■ REQUIRED WORK:
After locating the line that contains "Target: navy blue jersey" in the data below, set down exactly that line and each one after it through the line that contains "Target: leafy tree canopy", and nothing more.

SUPPLIED INFORMATION below:

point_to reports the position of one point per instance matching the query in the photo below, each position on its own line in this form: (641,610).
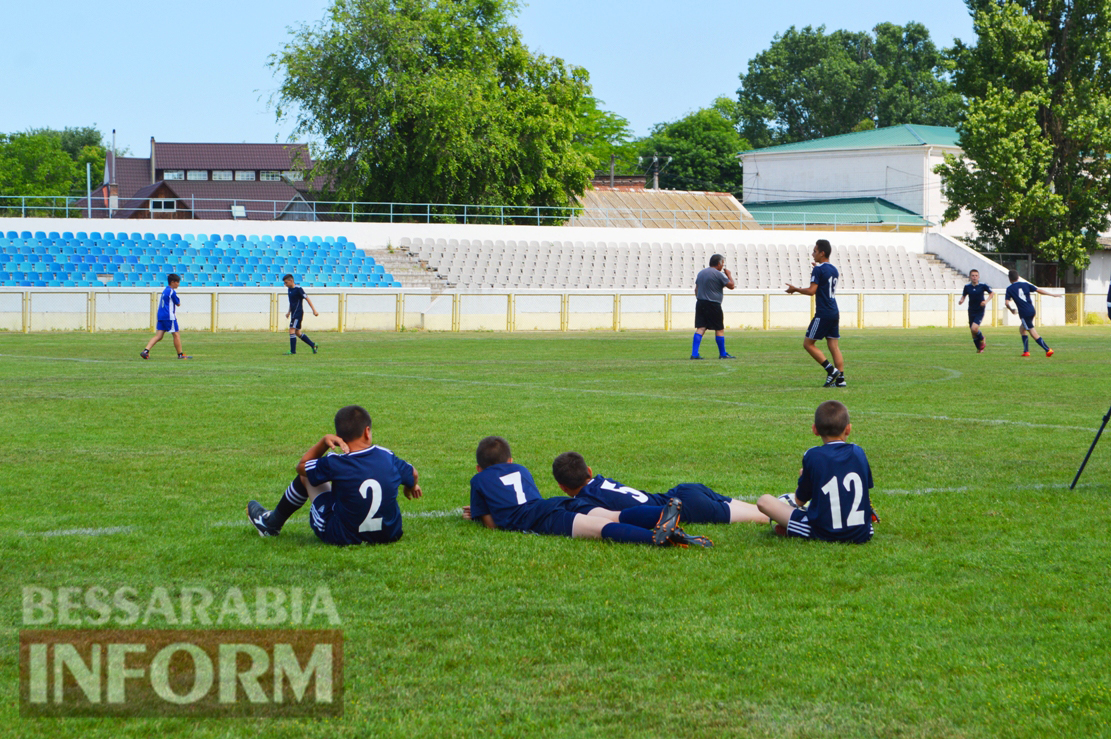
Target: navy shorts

End of SUPPLIED INFORMATION.
SUPPLIED INFORMATION below:

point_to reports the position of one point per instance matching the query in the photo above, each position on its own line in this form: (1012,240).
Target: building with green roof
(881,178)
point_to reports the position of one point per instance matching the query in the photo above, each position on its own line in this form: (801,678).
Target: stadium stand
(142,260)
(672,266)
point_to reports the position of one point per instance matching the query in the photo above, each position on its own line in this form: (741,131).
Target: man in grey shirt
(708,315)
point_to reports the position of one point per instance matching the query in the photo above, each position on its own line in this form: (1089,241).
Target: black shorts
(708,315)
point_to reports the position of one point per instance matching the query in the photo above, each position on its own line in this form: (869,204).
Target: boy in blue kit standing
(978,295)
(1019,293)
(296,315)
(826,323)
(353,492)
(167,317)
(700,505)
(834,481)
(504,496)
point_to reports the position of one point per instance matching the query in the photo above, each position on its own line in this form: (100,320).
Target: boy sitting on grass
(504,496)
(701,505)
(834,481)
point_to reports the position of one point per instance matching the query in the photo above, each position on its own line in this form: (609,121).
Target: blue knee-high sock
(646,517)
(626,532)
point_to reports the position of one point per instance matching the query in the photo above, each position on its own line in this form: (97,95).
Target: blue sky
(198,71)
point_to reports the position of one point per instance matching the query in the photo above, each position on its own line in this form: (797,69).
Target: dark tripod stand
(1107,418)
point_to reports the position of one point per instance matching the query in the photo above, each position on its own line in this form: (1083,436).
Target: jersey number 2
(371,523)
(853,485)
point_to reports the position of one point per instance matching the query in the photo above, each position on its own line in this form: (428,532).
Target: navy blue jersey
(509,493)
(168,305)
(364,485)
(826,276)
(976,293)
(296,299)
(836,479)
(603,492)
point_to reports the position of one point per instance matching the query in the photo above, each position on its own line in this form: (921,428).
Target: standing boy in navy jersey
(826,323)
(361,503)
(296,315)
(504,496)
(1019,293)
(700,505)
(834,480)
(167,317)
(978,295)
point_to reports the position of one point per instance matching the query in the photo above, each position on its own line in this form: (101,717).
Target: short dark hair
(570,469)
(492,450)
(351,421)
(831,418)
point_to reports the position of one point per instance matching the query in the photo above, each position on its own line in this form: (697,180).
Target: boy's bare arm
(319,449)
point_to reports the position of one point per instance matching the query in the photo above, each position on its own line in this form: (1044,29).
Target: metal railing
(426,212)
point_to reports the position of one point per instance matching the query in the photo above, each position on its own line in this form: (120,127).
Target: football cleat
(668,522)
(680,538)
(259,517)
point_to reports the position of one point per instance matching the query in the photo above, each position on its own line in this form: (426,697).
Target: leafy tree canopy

End of SUPPLIED INFORMATION.

■ ANSWER SECTION:
Target: navy blue jersey
(509,493)
(168,305)
(364,485)
(826,276)
(976,293)
(296,299)
(836,479)
(603,492)
point_to reports the position of one point per instance matching the query in the photo above, each position on its own line in this form: (921,428).
Target: standing boy in navy jersey
(826,323)
(361,503)
(296,315)
(504,496)
(1019,293)
(700,505)
(834,480)
(167,317)
(978,295)
point_to reports the position of one point per instance matching the query in the photo above, each position on its own line in this form: (101,717).
Target: short dark hair
(570,469)
(492,450)
(351,421)
(831,418)
point_to reports the position of one point per instance matching the query in the photo above, each position on its own line in this form: (697,180).
Target: boy's bare arm
(319,449)
point_to reports the position of one point per instance matching the query in the photo above, each position on its own line in this form: (1044,29).
Target: metal railing
(426,212)
point_to reports the position of one point per instance matching the query in the photo above, each position on its own line in this form: (120,127).
Target: football cleat
(668,522)
(680,538)
(259,517)
point_to reports the position of one point per instance matching the query in the photo above, each position on its own line in this form: (426,697).
Target: leafy tree canopy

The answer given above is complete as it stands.